## MATERIAL FOR THE TASK
------------------------------

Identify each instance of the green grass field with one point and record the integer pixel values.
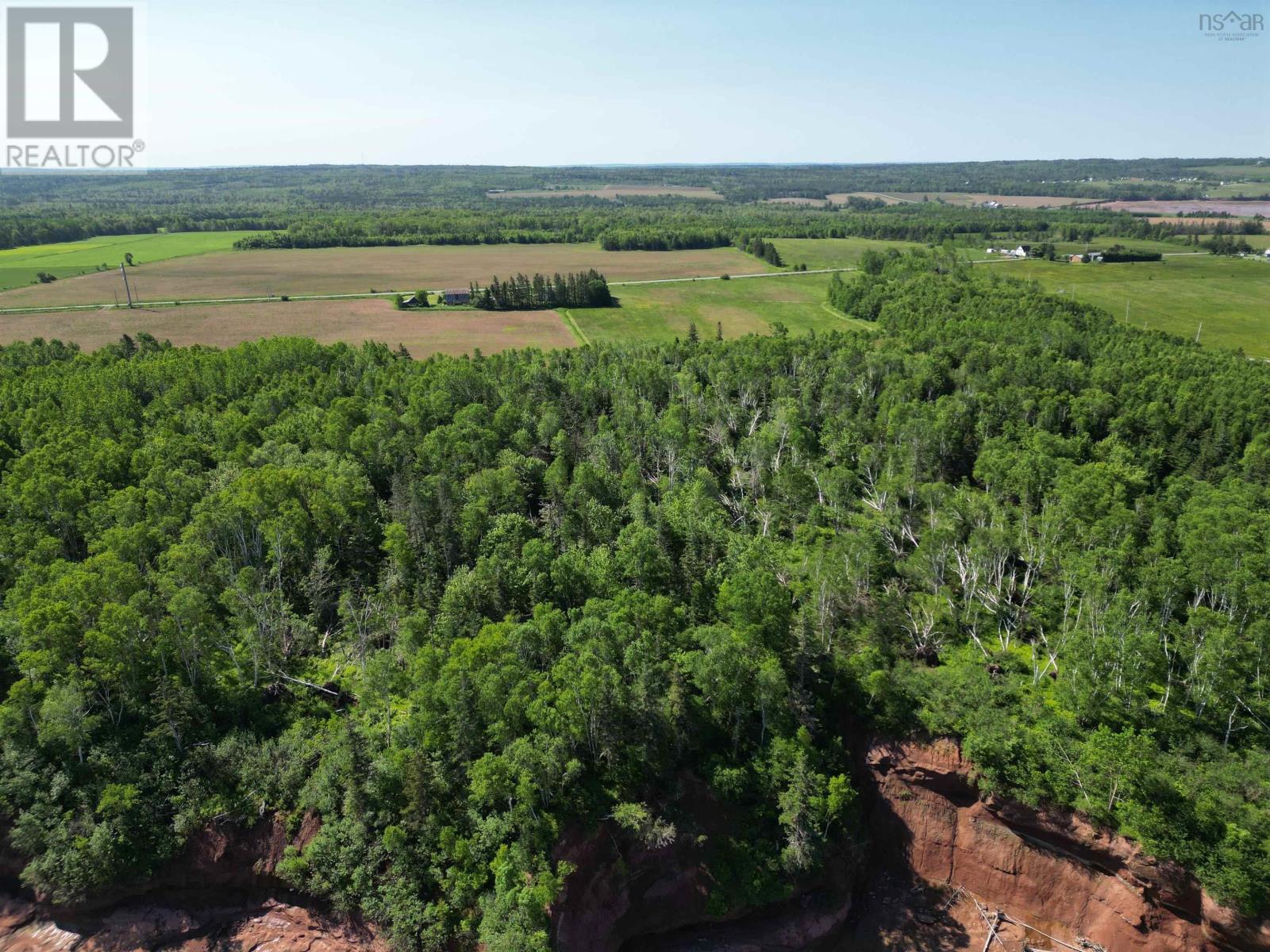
(662, 313)
(1230, 296)
(19, 266)
(845, 253)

------------------------------

## DO THIS
Print the listing above in full, exactly as written. Omit any pictures.

## SOLUTION FOR THIS EXERCISE
Identify each instance of the green grass field with one point and record the integer pixel values.
(662, 313)
(1230, 296)
(19, 266)
(845, 253)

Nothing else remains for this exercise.